● Set exercise: Pull out each line in the records below that contains the string "slab". The match is case-sensitive.

○ ○ ○

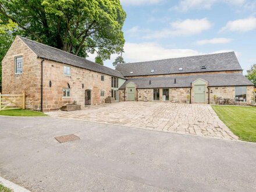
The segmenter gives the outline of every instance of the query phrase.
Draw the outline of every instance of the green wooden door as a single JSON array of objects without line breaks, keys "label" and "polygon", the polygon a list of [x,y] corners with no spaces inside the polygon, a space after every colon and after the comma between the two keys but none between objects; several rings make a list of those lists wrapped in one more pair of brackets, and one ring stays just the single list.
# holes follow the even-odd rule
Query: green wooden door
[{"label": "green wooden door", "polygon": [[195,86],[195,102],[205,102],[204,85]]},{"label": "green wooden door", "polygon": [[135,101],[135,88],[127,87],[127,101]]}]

○ ○ ○

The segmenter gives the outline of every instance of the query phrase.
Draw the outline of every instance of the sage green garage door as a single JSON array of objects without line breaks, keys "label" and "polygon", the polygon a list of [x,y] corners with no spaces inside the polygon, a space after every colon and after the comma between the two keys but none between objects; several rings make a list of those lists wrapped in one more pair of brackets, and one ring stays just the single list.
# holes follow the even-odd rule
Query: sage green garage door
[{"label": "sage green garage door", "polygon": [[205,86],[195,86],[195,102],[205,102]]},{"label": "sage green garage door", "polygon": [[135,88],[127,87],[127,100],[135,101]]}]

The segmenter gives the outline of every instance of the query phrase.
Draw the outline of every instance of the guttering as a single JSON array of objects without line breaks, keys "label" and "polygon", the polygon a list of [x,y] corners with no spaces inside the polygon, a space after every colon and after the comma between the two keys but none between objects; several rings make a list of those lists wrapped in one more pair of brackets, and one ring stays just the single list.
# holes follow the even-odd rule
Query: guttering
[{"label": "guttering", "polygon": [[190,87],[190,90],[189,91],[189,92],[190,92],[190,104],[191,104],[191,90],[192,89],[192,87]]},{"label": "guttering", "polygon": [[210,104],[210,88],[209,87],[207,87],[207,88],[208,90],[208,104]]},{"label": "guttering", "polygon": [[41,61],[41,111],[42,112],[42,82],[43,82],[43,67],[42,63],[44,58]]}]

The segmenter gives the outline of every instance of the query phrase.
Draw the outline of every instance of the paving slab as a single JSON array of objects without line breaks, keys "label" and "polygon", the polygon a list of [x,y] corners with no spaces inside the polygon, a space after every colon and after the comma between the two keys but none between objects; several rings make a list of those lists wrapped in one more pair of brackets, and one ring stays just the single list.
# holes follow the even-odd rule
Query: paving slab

○ ○ ○

● Exercise solution:
Draw the outline of every instance of the paving slab as a single JSON array of objects without line breaks, keys "label" and "polygon", the polygon a list of [x,y] corners with no spaces inside the polygon, a space after every colon and after the comma between the two keys but none between objects; several rings make a list of those lists wrapped in one more pair of brackets, and one ring stays just the single list.
Query: paving slab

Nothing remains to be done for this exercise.